▶ **PROBLEM TO WORK ON**:
For every line that contains the string "arched", pull that line out of the material below.

▶ **INFORMATION**:

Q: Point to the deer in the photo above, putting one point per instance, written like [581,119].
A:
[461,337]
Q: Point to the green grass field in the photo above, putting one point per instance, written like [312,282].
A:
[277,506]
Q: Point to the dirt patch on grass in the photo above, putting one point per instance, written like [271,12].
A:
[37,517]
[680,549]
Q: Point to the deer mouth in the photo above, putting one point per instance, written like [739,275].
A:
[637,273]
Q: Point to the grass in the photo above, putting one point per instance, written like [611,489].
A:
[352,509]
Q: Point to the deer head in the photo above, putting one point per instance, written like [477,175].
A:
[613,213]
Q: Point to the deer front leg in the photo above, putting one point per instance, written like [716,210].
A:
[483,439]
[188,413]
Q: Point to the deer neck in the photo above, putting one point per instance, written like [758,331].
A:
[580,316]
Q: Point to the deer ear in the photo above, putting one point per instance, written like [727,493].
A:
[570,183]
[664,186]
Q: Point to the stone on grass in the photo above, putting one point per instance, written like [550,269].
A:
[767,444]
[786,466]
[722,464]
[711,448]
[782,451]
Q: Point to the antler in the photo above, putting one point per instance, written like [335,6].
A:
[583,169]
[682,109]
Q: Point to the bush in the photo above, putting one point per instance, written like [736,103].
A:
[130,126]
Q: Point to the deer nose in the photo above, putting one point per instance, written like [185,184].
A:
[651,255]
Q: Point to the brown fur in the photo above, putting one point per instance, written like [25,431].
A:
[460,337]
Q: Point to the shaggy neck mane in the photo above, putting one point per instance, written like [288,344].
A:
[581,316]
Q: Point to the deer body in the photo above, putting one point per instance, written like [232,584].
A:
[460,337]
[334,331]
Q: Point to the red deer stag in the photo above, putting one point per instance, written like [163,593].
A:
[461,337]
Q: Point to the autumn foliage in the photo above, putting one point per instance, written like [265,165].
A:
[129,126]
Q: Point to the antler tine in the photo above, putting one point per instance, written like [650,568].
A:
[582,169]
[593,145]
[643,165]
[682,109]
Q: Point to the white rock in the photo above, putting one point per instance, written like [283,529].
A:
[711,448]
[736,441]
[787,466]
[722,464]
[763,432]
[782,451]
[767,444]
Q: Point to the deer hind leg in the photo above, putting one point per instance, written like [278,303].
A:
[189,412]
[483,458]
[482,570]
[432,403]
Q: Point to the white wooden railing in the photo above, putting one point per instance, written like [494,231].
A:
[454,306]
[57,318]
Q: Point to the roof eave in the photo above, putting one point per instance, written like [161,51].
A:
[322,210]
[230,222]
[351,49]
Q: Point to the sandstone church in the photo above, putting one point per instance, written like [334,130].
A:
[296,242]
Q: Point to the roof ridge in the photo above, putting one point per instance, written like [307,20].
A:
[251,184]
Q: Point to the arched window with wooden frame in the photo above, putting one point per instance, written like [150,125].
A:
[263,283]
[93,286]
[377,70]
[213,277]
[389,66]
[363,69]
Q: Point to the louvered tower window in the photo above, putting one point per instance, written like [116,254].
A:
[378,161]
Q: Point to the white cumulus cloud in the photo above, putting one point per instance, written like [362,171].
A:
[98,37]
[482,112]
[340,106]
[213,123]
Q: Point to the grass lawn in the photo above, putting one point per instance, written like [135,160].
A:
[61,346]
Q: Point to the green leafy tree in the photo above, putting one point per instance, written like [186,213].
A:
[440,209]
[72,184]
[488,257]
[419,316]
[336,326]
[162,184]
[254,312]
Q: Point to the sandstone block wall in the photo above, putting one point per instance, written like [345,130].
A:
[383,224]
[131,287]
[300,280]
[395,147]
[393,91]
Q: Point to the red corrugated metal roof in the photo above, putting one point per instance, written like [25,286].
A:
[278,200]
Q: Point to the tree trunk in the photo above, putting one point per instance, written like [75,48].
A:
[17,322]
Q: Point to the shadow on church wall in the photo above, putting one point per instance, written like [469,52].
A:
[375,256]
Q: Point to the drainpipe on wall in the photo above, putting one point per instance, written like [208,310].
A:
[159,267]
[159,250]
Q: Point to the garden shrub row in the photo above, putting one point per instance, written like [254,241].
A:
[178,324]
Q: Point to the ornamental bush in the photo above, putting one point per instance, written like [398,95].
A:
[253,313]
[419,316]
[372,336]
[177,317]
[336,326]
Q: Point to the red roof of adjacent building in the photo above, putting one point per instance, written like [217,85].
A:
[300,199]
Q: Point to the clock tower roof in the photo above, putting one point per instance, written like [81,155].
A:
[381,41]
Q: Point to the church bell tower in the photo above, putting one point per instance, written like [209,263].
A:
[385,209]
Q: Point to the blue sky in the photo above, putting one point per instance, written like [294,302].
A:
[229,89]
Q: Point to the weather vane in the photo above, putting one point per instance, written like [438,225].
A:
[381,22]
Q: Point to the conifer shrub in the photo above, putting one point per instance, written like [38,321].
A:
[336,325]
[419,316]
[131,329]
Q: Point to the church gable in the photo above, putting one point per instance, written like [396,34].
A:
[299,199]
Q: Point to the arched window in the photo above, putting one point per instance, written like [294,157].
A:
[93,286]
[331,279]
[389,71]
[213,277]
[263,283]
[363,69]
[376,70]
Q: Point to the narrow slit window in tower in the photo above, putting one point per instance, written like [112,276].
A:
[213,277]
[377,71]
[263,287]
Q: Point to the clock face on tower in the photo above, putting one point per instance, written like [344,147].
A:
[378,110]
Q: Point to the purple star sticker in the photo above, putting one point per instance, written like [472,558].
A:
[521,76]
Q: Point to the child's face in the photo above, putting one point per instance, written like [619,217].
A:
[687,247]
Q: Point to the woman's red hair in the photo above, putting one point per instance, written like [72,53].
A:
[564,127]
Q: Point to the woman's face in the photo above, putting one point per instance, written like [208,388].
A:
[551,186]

▶ **SOLUTION TO THIS TASK**:
Q: Point to the arched window with wooden frame in the photo above, putting one point per instance, written like [150,125].
Q: Point to the arched window in the photo above, putting one point per instance, written like [294,157].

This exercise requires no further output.